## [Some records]
--------------------

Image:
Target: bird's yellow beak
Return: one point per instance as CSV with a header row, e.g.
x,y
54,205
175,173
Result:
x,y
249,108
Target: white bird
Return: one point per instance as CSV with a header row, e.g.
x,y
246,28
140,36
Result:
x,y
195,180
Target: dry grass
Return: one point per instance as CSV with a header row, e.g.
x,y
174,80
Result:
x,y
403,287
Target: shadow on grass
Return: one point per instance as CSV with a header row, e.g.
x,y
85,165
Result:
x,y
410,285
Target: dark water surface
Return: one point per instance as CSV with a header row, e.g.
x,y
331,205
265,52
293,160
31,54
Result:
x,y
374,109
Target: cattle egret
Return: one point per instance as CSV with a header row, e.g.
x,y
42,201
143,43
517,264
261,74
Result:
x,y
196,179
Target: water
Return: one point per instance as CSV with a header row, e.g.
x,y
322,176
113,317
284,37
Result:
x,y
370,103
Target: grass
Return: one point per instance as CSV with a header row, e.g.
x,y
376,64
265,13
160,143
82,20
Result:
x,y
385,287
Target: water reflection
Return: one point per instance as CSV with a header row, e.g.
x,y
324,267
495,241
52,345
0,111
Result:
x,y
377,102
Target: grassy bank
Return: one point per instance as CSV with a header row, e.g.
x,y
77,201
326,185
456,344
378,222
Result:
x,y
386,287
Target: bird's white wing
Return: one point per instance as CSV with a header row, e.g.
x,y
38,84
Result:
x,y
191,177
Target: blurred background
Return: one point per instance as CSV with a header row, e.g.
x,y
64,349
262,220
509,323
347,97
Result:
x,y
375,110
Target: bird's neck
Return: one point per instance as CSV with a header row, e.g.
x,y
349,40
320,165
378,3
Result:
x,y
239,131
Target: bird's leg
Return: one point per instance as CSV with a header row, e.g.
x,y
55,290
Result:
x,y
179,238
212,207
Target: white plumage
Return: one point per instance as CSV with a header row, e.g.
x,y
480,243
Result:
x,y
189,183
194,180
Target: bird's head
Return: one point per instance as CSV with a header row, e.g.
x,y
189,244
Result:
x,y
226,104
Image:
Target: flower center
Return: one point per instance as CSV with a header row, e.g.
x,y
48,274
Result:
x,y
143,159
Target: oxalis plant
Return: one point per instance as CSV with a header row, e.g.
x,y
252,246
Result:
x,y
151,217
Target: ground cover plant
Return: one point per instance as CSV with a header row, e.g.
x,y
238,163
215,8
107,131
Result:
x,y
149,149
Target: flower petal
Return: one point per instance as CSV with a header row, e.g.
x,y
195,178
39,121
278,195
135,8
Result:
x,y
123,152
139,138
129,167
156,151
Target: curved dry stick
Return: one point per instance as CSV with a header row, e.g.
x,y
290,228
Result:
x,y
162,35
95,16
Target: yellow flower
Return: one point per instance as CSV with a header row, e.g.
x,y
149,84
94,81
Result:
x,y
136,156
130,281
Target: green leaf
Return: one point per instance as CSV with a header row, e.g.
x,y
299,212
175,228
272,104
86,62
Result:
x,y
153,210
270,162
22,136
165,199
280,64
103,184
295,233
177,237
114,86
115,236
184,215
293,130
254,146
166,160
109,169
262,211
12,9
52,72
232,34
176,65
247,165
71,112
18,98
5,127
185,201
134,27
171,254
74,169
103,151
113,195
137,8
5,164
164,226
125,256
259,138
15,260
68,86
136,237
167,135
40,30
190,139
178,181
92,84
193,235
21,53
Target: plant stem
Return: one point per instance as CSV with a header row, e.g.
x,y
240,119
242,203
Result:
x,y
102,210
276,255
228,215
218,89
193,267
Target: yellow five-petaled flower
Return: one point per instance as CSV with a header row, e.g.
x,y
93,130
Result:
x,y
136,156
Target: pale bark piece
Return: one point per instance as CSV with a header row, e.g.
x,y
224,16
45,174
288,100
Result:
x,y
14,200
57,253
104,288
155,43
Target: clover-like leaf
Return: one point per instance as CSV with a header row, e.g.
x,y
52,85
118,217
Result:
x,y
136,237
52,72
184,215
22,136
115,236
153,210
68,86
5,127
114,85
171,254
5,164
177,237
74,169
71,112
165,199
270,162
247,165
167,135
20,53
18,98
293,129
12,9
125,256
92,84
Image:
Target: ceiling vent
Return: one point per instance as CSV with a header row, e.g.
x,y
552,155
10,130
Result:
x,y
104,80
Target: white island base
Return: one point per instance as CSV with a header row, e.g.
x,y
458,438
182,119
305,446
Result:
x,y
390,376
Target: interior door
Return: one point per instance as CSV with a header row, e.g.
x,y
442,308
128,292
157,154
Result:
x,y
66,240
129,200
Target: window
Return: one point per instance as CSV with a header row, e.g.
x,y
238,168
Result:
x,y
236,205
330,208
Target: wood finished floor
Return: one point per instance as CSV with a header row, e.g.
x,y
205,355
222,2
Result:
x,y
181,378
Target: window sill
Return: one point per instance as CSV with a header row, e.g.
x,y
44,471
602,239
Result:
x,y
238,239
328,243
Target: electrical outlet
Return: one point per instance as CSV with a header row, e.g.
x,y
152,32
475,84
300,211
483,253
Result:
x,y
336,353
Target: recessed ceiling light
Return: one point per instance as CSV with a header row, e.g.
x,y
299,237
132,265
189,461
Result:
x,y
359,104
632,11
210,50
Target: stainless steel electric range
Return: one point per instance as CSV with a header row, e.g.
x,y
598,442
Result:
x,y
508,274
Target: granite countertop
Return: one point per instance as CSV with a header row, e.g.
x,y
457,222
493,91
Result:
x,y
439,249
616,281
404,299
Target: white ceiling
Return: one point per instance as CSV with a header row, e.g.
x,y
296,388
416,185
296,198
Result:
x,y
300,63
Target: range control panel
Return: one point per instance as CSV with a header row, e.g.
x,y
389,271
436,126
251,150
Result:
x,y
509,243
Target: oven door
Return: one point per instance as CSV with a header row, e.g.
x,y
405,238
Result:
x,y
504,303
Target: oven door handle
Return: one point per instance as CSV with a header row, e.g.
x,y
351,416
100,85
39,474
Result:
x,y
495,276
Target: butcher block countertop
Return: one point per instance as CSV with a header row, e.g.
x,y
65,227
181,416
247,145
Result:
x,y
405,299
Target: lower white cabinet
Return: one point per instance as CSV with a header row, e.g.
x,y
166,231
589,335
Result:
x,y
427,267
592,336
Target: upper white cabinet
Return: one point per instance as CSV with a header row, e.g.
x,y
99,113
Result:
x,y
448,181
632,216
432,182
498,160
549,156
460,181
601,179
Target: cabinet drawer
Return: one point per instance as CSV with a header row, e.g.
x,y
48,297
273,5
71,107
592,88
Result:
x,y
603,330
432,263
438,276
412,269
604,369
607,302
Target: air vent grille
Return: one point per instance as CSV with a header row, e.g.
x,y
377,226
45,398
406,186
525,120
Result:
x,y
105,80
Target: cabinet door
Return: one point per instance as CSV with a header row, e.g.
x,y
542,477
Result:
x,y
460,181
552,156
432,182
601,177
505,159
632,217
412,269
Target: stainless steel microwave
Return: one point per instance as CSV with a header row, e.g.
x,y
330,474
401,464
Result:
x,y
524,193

--------------------

## [Directions for this task]
Rewrite all the items above, swapping "header row" for "title row" wherever it appears and leaving everything else as it is.

## [Written reply]
Image:
Target: bird's yellow beak
Return: one point per instance as CSV with a title row, e.g.
x,y
54,205
175,173
Result:
x,y
249,108
Target: white bird
Return: one point per instance as CSV with a title row, e.g.
x,y
246,28
140,36
Result:
x,y
195,180
Target: dry grass
Return: one point per instance as CSV with a title row, e.g.
x,y
174,80
Result:
x,y
403,287
Target: shadow on grass
Return: one point per instance as CSV with a title row, e.g.
x,y
85,165
Result:
x,y
410,285
Target: dark water surface
Return: one point per instance as CSV with a title row, e.g.
x,y
331,205
265,52
293,160
31,54
Result:
x,y
374,109
Target: cattle egret
Return: one point per instance as CSV with a title row, e.g.
x,y
42,201
143,43
517,264
261,74
Result:
x,y
196,179
Target: water
Return: one point per instance as CSV with a title row, e.g.
x,y
322,176
113,317
284,37
Result:
x,y
370,103
Target: grass
Return: one point per instance as CSV with a title row, e.g.
x,y
376,64
265,13
160,143
82,20
Result:
x,y
385,287
Target: water reflection
Return: one point per instance as CSV with a title row, e.g.
x,y
324,267
495,241
52,345
0,111
Result:
x,y
377,102
Target: grassy bank
Return: one point per instance as CSV with a title row, e.g.
x,y
77,201
326,185
456,344
378,222
Result:
x,y
386,287
Target: bird's white wing
Return: one point per instance as CSV with a title row, e.g.
x,y
38,84
Result:
x,y
191,177
Target: blurred background
Return: one point per instance as CSV with a title row, e.g.
x,y
64,349
262,220
509,323
347,97
Result:
x,y
375,110
Target: bird's neck
Return: one point per instance as CSV with a title row, e.g.
x,y
349,40
320,165
378,3
Result:
x,y
239,131
Target: bird's leg
Return: one point per instance as CSV with a title row, e.g.
x,y
55,290
Result:
x,y
179,238
212,207
Target: white plumage
Return: one point per instance as CSV with a title row, e.g.
x,y
480,243
Result:
x,y
189,183
194,180
Target: bird's head
Return: one point per instance as CSV with a title row, e.g.
x,y
189,244
Result:
x,y
226,104
Image:
Target: flower center
Return: one point per instance as CSV with a title row, e.g.
x,y
48,274
Result:
x,y
143,159
Target: oxalis plant
Return: one point per instance as CSV with a title row, e.g.
x,y
252,246
Result:
x,y
151,217
Target: ground cover plant
Return: one point per instance as CSV with a title row, e.g.
x,y
238,163
215,8
107,131
Result:
x,y
149,149
Target: flower petal
Return: one point per instance as CSV with a title row, e.g.
x,y
195,178
39,121
278,195
135,8
Result:
x,y
123,152
139,138
129,167
156,151
Target: curved dry stick
Return: one point per instance as CSV with a title row, e.g.
x,y
290,228
Result:
x,y
162,35
95,16
Target: yellow flower
Return: one point per instance as CSV with a title row, e.g.
x,y
149,84
94,81
Result:
x,y
136,156
130,281
Target: green leaf
Return: one point per instance as CSV with a title row, e.g.
x,y
299,212
175,228
272,104
86,62
Result:
x,y
153,210
270,162
22,136
165,199
280,64
103,184
295,233
177,237
114,86
115,236
184,215
293,130
254,146
166,160
109,169
262,211
12,9
52,72
232,34
176,65
247,165
71,112
18,98
5,127
185,201
134,27
171,254
74,169
103,151
113,195
137,8
5,164
164,226
125,256
259,138
15,260
68,86
136,237
167,135
40,30
190,139
178,181
92,84
193,235
21,53
Target: plant stem
Return: one point per instance as CSV with a title row, e.g.
x,y
240,119
242,203
Result:
x,y
102,210
276,255
228,215
218,89
193,267
Target: yellow five-petaled flower
Return: one point per instance as CSV with a title row, e.g.
x,y
93,130
Result:
x,y
136,156
Target: pale bark piece
Return: one point per instance as CSV with a title row, e.g.
x,y
224,16
45,174
288,100
Result:
x,y
14,200
57,253
104,288
155,43
Target: clover-like leaf
Return: one point per instance as CSV with a title row, e.g.
x,y
52,85
118,217
Result:
x,y
136,237
52,72
184,215
22,136
115,236
153,210
68,86
5,127
114,85
171,254
5,164
177,237
74,169
71,112
165,199
270,162
247,165
167,135
20,53
18,98
293,129
12,9
125,256
92,84
Image:
Target: ceiling vent
Return: one point per instance as CSV with a title row, e.g.
x,y
552,155
10,130
Result:
x,y
104,80
Target: white island base
Return: one point per instance as CSV with a title row, e.g.
x,y
458,438
182,119
305,446
Result:
x,y
390,376
Target: interior door
Return: one point per instance as CSV with a title row, e.g.
x,y
442,308
128,292
157,154
Result:
x,y
66,240
129,200
Target: window
Return: one point per instance as CSV with a title row, e.g.
x,y
238,168
Result:
x,y
236,205
330,208
Target: wood finished floor
Return: one point per instance as CSV with a title row, e.g.
x,y
205,355
222,2
Result:
x,y
181,378
Target: window sill
Return: one point per instance as CSV with a title row, e.g.
x,y
44,471
602,239
Result:
x,y
238,239
328,243
Target: electrical outlet
Return: one point per instance as CSV with a title row, e.g.
x,y
152,32
475,84
300,211
483,253
Result:
x,y
336,353
Target: recessed ceiling light
Return: one point per instance as CSV with a title row, e.g.
x,y
299,237
132,265
189,461
Result:
x,y
359,104
632,11
210,50
Target: stainless steel electric range
Return: one point per instance as CSV with a title row, e.g.
x,y
598,442
Result:
x,y
508,274
Target: granite countertop
Return: one point per instance as CSV with a title row, e.g.
x,y
457,222
493,91
Result:
x,y
439,249
616,281
404,299
Target: white ceiling
Return: one point per instance as CSV with a title row, e.g.
x,y
296,388
416,185
296,198
Result:
x,y
300,63
Target: range control panel
Return: one point per instance as CSV with a title row, e.g.
x,y
389,271
436,126
251,150
Result:
x,y
509,243
Target: oven door
Return: one point per instance as CSV with a title row, e.g.
x,y
405,238
Result:
x,y
504,303
Target: oven door handle
Return: one point per instance as CSV with a title row, e.g.
x,y
351,416
100,85
39,474
Result:
x,y
495,276
Target: butcher block countertop
Return: one point per instance as CSV with a title row, e.g.
x,y
65,227
181,416
247,145
Result:
x,y
405,299
Target: lower white cabinet
Return: one point per instance as CSV with a title row, e.g.
x,y
166,231
589,335
Result:
x,y
427,267
592,336
Target: upper white cabinet
Return: one point per instance as CSV with a title row, e.g.
x,y
99,113
Result:
x,y
448,181
632,216
432,182
498,160
549,156
460,181
601,179
Target: cabinet drawer
Return: one point per instance as CSV with a title row, e.g.
x,y
48,297
273,5
71,107
592,88
Result:
x,y
603,330
432,263
438,276
412,269
604,369
607,302
Target: air vent grille
Return: one point per instance as CSV with a title row, e.g.
x,y
377,226
45,398
406,186
525,120
Result:
x,y
105,80
Target: cabinet door
Return: one point per instance as CSV with a title row, e.g.
x,y
542,477
Result:
x,y
460,181
552,156
432,182
601,177
505,159
632,217
412,269
Target: stainless steel microwave
Return: one point per instance as CSV with a title row, e.g.
x,y
330,474
401,464
Result:
x,y
524,193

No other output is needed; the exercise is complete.